Required task
Pull out each line of the records below that contains the string "truck", and copy it in full. Matching is case-sensitive.

Given information
◇ ◇ ◇

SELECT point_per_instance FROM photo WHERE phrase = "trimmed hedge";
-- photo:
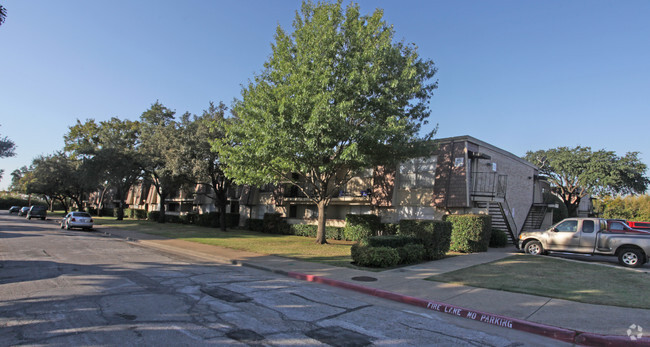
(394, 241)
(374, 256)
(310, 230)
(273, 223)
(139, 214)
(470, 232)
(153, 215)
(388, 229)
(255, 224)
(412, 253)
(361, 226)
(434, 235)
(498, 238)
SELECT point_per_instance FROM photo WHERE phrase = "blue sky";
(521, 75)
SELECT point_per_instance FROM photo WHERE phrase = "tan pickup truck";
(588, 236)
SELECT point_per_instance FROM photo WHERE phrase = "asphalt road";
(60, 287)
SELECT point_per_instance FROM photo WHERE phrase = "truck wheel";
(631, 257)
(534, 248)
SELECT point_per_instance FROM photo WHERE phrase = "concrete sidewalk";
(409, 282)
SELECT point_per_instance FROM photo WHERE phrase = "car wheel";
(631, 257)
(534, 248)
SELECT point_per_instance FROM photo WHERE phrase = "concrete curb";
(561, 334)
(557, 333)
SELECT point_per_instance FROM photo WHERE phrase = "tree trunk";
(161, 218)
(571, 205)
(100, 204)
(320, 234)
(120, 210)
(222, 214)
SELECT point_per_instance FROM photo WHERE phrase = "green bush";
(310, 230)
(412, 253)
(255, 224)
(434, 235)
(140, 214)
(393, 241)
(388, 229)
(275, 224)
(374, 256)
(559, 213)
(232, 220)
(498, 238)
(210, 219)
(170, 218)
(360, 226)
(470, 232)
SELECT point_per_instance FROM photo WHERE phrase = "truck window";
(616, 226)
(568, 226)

◇ ◇ ◇

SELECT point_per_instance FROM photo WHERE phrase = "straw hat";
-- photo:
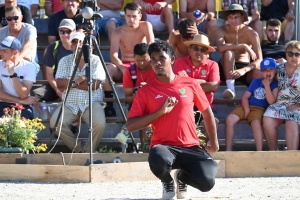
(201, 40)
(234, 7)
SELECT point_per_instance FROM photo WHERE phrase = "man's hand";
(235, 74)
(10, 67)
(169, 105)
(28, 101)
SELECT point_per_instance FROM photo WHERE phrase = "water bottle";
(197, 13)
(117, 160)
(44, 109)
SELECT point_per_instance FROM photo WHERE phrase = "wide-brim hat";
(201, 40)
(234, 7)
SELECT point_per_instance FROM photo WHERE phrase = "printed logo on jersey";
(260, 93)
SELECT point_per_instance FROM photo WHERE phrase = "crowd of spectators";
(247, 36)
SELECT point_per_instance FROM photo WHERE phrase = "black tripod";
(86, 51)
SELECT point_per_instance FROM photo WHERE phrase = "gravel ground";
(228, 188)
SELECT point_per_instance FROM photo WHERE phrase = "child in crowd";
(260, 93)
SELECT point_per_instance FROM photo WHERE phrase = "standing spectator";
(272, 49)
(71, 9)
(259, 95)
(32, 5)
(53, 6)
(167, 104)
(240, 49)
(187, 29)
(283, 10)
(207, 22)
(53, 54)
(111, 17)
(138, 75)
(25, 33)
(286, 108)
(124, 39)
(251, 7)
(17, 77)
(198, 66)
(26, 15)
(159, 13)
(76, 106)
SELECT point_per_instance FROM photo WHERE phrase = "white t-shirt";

◇ ◇ ◇

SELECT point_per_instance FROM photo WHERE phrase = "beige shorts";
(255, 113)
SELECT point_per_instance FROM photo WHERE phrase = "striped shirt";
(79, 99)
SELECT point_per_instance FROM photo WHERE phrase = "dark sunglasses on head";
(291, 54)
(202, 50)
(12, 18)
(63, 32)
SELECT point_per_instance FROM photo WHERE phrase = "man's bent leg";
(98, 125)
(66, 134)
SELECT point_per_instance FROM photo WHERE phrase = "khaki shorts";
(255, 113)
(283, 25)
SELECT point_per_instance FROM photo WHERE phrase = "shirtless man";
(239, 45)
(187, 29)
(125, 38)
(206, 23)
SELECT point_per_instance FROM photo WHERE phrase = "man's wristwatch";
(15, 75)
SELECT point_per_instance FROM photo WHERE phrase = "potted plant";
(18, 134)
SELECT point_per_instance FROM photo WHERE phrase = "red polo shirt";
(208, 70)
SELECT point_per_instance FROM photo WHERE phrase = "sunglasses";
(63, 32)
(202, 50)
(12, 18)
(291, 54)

◇ ◇ ◇

Output for this task
SELECT point_per_instance FROM photo WHERE phrase = "tan pickup truck";
SELECT point_per_instance FROM photo WHERE phrase = "truck wheel";
SELECT point_per_instance FROM photo WHERE phrase = "truck window";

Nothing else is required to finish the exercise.